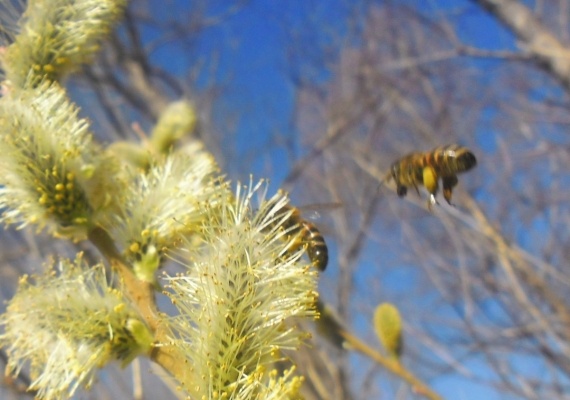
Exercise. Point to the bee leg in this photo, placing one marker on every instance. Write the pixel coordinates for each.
(430, 182)
(449, 182)
(431, 202)
(401, 190)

+===+

The request: Rewrite the records above, replacing "marker" with "dot" and leaving everything else unchanged. Omit the pictures from your answer.

Exercise solution:
Exercise. Point to the bee leg in this photo, placing one dot on every instance. Write the pixel coordinates for each.
(430, 182)
(449, 182)
(431, 202)
(401, 190)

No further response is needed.